Content starts
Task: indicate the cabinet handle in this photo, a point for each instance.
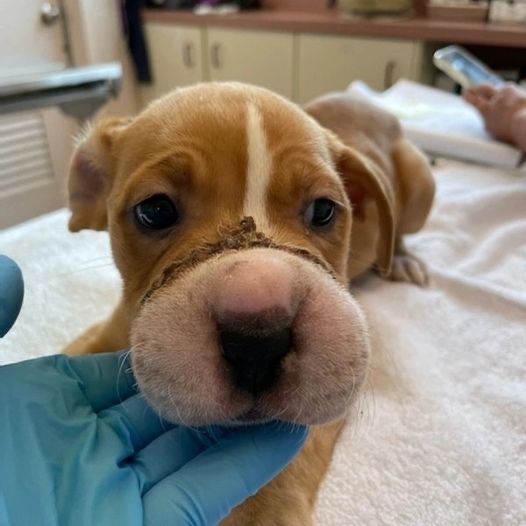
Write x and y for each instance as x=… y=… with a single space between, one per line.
x=389 y=74
x=215 y=56
x=188 y=55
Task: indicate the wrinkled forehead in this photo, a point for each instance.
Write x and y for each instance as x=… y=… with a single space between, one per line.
x=251 y=125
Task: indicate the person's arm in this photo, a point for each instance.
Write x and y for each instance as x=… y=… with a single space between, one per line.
x=79 y=445
x=503 y=111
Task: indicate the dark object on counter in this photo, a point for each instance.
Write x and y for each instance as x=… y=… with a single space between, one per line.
x=136 y=42
x=172 y=4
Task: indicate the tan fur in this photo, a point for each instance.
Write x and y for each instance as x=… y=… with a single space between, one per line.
x=359 y=155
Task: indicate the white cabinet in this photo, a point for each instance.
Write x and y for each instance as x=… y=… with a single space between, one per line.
x=258 y=57
x=176 y=58
x=329 y=63
x=298 y=66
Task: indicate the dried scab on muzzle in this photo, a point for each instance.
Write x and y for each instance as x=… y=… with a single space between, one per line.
x=241 y=237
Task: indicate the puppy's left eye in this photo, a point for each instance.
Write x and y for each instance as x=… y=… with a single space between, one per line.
x=320 y=212
x=156 y=212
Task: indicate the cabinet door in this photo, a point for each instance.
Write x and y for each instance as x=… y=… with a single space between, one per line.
x=257 y=57
x=328 y=63
x=176 y=58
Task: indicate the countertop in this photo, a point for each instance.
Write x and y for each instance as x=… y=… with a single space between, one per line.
x=331 y=22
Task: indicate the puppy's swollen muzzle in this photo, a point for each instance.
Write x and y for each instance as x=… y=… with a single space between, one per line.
x=242 y=237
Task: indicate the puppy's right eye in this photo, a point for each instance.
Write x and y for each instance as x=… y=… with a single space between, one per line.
x=156 y=212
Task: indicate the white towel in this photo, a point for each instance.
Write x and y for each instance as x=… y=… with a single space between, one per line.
x=441 y=438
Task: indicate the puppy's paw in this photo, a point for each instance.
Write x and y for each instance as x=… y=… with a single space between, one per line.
x=409 y=269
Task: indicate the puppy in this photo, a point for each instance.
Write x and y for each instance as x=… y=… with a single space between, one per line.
x=236 y=220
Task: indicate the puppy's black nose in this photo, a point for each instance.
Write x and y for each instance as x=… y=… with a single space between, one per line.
x=255 y=355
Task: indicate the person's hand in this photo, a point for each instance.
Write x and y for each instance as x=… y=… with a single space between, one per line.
x=503 y=110
x=11 y=293
x=79 y=445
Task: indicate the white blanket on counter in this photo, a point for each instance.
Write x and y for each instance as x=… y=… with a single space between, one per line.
x=441 y=435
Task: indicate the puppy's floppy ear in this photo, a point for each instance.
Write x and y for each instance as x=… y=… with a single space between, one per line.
x=364 y=181
x=91 y=174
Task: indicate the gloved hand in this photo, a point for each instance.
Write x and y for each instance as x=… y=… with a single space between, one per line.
x=11 y=293
x=79 y=445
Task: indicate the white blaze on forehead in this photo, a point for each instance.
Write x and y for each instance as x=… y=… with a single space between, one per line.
x=259 y=169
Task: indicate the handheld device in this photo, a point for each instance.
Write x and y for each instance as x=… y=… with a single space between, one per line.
x=464 y=68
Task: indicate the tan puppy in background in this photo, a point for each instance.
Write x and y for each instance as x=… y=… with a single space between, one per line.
x=236 y=221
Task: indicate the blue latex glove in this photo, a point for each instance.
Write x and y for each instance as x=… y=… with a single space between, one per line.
x=11 y=293
x=79 y=446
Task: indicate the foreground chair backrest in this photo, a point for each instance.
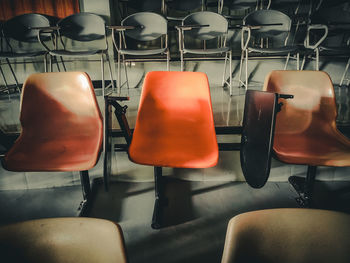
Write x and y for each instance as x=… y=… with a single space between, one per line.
x=62 y=127
x=63 y=240
x=80 y=36
x=306 y=131
x=288 y=235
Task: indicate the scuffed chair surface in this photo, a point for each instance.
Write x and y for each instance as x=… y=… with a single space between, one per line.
x=288 y=235
x=174 y=125
x=63 y=240
x=306 y=131
x=62 y=128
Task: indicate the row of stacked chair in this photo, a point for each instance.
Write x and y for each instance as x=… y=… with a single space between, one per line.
x=265 y=32
x=266 y=236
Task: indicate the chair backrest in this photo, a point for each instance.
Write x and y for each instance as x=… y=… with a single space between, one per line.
x=215 y=25
x=63 y=240
x=261 y=17
x=19 y=27
x=62 y=127
x=149 y=26
x=82 y=27
x=313 y=106
x=185 y=5
x=288 y=235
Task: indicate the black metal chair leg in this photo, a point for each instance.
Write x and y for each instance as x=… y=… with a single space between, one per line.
x=160 y=200
x=304 y=186
x=86 y=188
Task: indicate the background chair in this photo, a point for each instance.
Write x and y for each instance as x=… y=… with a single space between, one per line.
x=81 y=35
x=306 y=131
x=148 y=29
x=63 y=240
x=205 y=26
x=62 y=128
x=21 y=41
x=288 y=235
x=266 y=32
x=329 y=36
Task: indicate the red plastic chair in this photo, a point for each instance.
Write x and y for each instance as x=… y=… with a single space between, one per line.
x=306 y=131
x=62 y=127
x=174 y=126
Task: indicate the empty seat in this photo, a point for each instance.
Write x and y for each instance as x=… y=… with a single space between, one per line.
x=306 y=131
x=288 y=235
x=63 y=240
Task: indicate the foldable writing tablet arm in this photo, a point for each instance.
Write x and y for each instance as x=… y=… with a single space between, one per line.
x=256 y=145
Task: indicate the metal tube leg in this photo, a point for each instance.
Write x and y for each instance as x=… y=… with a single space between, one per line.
x=246 y=69
x=13 y=73
x=230 y=57
x=168 y=61
x=287 y=60
x=240 y=68
x=182 y=61
x=103 y=76
x=224 y=74
x=86 y=189
x=344 y=73
x=159 y=198
x=119 y=81
x=110 y=71
x=126 y=72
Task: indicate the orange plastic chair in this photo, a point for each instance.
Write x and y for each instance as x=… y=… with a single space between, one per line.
x=62 y=127
x=174 y=127
x=306 y=131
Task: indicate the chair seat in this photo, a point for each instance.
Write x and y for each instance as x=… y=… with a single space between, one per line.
x=340 y=50
x=288 y=235
x=21 y=55
x=207 y=51
x=329 y=148
x=58 y=134
x=142 y=52
x=59 y=240
x=75 y=53
x=174 y=125
x=275 y=51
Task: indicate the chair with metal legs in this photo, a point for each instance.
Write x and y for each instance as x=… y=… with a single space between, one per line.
x=210 y=28
x=140 y=29
x=175 y=128
x=266 y=33
x=306 y=131
x=81 y=35
x=21 y=41
x=62 y=127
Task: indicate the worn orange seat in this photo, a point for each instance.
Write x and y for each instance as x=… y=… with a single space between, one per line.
x=174 y=125
x=306 y=131
x=62 y=126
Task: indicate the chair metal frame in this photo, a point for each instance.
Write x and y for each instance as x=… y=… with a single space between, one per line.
x=63 y=30
x=16 y=29
x=87 y=189
x=132 y=27
x=202 y=32
x=262 y=31
x=264 y=112
x=304 y=186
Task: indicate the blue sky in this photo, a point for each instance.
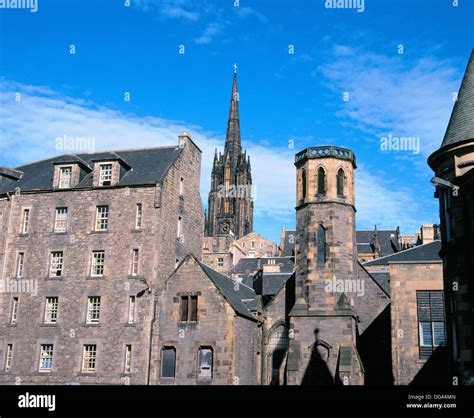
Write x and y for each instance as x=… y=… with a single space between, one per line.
x=284 y=97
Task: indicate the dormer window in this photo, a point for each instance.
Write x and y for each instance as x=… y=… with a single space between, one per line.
x=65 y=177
x=105 y=175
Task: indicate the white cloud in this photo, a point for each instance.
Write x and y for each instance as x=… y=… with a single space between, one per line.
x=28 y=130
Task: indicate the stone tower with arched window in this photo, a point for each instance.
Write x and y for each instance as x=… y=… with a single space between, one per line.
x=322 y=320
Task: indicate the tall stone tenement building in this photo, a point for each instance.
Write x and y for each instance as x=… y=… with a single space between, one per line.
x=453 y=165
x=230 y=204
x=83 y=238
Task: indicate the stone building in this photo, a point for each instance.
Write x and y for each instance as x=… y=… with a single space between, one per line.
x=414 y=280
x=453 y=165
x=336 y=299
x=207 y=329
x=93 y=233
x=230 y=204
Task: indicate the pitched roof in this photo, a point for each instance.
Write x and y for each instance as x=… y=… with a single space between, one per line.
x=249 y=265
x=419 y=254
x=235 y=295
x=143 y=167
x=461 y=123
x=365 y=241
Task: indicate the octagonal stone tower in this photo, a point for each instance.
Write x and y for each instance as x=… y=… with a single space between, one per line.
x=322 y=322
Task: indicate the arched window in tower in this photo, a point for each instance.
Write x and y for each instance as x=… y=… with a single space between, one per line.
x=341 y=182
x=303 y=183
x=321 y=245
x=321 y=181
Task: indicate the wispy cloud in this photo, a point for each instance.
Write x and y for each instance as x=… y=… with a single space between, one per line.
x=393 y=93
x=30 y=126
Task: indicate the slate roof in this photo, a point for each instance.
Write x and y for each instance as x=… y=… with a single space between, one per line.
x=143 y=167
x=421 y=253
x=250 y=264
x=235 y=297
x=273 y=282
x=383 y=280
x=387 y=239
x=461 y=122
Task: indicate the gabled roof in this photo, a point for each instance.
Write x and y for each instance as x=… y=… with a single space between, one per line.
x=249 y=265
x=461 y=124
x=387 y=240
x=420 y=254
x=145 y=167
x=235 y=295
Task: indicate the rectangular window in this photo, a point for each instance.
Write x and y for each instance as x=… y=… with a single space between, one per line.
x=46 y=358
x=51 y=310
x=65 y=176
x=93 y=309
x=98 y=261
x=431 y=321
x=60 y=221
x=131 y=309
x=25 y=221
x=105 y=175
x=135 y=259
x=179 y=227
x=56 y=266
x=8 y=357
x=188 y=309
x=138 y=216
x=20 y=262
x=14 y=311
x=89 y=358
x=128 y=359
x=168 y=362
x=101 y=218
x=205 y=360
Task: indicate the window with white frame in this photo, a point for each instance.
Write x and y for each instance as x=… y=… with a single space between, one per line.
x=51 y=310
x=205 y=360
x=138 y=216
x=20 y=262
x=101 y=218
x=98 y=261
x=65 y=177
x=93 y=309
x=128 y=359
x=14 y=311
x=8 y=357
x=89 y=358
x=60 y=221
x=46 y=358
x=131 y=309
x=56 y=266
x=25 y=221
x=105 y=174
x=135 y=261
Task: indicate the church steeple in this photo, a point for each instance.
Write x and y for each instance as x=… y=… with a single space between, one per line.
x=232 y=138
x=230 y=208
Content ends
● **Work instructions**
Count up the lines of the listing where "tower" occurs, and answer with that number only.

● **Exercise answer**
3